Your instructions
A word-for-word repeat of all the data is the goal.

======== Listed records ========

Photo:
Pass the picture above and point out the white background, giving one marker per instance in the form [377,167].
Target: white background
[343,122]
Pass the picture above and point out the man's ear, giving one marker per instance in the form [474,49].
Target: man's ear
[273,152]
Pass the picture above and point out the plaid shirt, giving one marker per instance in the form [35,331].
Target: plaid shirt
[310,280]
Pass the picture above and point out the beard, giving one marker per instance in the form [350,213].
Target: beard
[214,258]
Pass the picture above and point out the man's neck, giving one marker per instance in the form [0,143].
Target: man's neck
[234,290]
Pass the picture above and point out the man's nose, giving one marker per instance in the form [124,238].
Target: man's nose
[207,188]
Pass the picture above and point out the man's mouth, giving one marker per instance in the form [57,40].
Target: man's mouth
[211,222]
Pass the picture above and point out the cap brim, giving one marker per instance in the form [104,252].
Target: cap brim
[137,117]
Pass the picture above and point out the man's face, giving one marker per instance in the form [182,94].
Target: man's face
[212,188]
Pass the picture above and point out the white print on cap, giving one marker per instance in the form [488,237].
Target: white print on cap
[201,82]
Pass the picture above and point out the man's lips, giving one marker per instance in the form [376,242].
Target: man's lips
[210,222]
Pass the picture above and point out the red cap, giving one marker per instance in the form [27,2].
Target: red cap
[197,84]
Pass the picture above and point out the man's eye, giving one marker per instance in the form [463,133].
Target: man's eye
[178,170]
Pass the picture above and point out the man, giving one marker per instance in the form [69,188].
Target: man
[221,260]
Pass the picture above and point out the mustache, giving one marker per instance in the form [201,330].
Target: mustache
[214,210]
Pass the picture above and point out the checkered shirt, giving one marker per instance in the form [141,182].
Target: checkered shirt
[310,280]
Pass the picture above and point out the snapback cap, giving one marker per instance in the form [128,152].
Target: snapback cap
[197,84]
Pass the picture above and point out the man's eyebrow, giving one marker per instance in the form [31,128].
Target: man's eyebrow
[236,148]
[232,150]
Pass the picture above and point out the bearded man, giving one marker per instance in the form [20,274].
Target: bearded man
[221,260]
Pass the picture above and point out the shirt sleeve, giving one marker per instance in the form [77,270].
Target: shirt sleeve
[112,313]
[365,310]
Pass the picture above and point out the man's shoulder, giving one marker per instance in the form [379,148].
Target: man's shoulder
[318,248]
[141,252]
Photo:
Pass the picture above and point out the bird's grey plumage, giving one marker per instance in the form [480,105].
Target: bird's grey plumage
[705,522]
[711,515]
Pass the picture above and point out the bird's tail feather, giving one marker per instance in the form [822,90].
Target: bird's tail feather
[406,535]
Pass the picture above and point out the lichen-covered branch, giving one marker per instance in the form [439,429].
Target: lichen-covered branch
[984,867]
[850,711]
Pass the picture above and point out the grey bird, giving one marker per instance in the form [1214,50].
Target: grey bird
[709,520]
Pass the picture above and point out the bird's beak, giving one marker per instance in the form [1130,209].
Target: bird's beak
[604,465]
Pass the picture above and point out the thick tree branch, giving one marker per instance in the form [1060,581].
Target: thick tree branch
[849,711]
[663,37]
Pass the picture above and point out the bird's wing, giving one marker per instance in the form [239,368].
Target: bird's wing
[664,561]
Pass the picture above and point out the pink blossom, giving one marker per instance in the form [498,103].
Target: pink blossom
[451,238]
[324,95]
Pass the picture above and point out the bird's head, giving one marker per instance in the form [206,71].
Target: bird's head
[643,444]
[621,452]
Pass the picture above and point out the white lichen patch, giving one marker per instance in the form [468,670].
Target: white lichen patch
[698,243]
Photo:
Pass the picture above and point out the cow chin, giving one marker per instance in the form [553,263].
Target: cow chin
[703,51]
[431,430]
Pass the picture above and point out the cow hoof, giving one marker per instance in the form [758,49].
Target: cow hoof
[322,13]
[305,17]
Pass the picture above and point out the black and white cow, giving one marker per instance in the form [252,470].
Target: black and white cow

========

Task answer
Photo:
Pass the picture above and point out the white background, giving one marker per instance in the form [377,167].
Target: white background
[343,122]
Pass the picture above and point out the man's ear, giving one marker per instance in the form [474,49].
Target: man's ear
[273,152]
Pass the picture above and point out the plaid shirt, giving one marker per instance in the form [35,331].
Target: plaid shirt
[310,280]
Pass the picture above and point out the beard, giving one marker per instance in the form [350,213].
Target: beard
[214,258]
Pass the picture above and point out the man's neck, giving one marker per instance in the form [0,143].
Target: man's neck
[234,290]
Pass the picture above and point out the man's nose, giving one marker per instance in the form [124,238].
Target: man's nose
[207,188]
Pass the picture above and point out the man's mouth, giving one marker per instance in the form [57,40].
Target: man's mouth
[211,222]
Pass the picture above and point out the cap brim, giving one marker per instance in the form [104,252].
Target: cap brim
[137,117]
Pass the picture above and point out the man's face, giving one marker per instance in the form [182,94].
Target: man's face
[212,188]
Pass the picture above and point out the white print on cap, giving one marker per instance in the form [488,237].
Target: white print on cap
[201,82]
Pass the picture above and point out the man's lips, giving one marker per instance in the form [376,242].
Target: man's lips
[210,222]
Pass the picture above and point out the red cap, giving one marker per instance in the form [27,2].
Target: red cap
[197,84]
Pass the picture above and point out the man's eye, giving one marker per instance in the form [463,133].
Target: man's eye
[178,170]
Pass the picture above and point out the man, giving one marker per instance in the form [69,188].
Target: man
[221,260]
Pass the picture above and point out the mustache, giving one marker per instance in the form [201,330].
Target: mustache
[214,210]
Pass the picture above and point out the checkered shirt, giving one marker per instance in the form [141,182].
Target: checkered shirt
[310,280]
Pass the picture above and point out the snapback cap, giving one marker per instance in the form [128,152].
Target: snapback cap
[197,84]
Pass the picture above and point out the man's eyebrow, giving one marker per instance in the form [31,128].
Target: man's eyebrow
[236,148]
[232,150]
Pass the picture above and point out the bearded man, giving one marker per instance in the form [20,274].
Target: bearded man
[221,260]
Pass the picture above and point out the shirt sleeve, giving one marker per instance in the form [77,270].
Target: shirt sleeve
[112,313]
[365,310]
Pass the picture above and point out the man's shoulder, giving one marker per instance in the form [379,148].
Target: man's shoulder
[318,248]
[141,252]
Photo:
Pass the picture above and point out the bird's grey plumage, giving one marker per instance in the form [480,105].
Target: bird's grey plumage
[705,522]
[711,515]
Pass the picture above and point out the bird's tail feather, giving one marker per instance in the form [822,90].
Target: bird's tail feather
[406,535]
Pass the picture above and point out the lichen-covered branch, giving one marker per instance in the form [439,429].
Target: lichen-covered branch
[984,867]
[850,711]
Pass the picture above and point out the grey bird, giving one marker per instance in the form [1214,50].
Target: grey bird
[709,520]
Pass the picture above and point out the bird's beak, giving one marker per instance in the form [1130,209].
Target: bird's beak
[604,465]
Pass the picture above and point out the thick tree branch, giving one marker per instance in the form [1060,581].
Target: thick tree branch
[849,711]
[663,37]
Pass the picture above and point out the bird's wing, giving one marker per instance in the form [239,368].
Target: bird's wing
[664,561]
Pass the picture above and point out the pink blossom, giving one marker per instance in the form [498,103].
Target: pink blossom
[451,238]
[324,95]
Pass the picture above and point out the bird's head, giving one marker per instance in the form [206,71].
Target: bird's head
[643,444]
[621,452]
Pass the picture above and point out the white lichen patch, giving one marker per instance in the form [468,670].
Target: white lichen patch
[698,243]
Photo:
Pass the picture above and point out the cow chin, giving one marker per instance in the form [553,263].
Target: cow chin
[703,51]
[431,430]
Pass the picture above and point out the cow hoof, giving one marker per instance in the form [758,49].
Target: cow hoof
[322,13]
[305,17]
Pass the picture above and point out the black and white cow, giving one marker per instance in the form [252,470].
Target: black and white cow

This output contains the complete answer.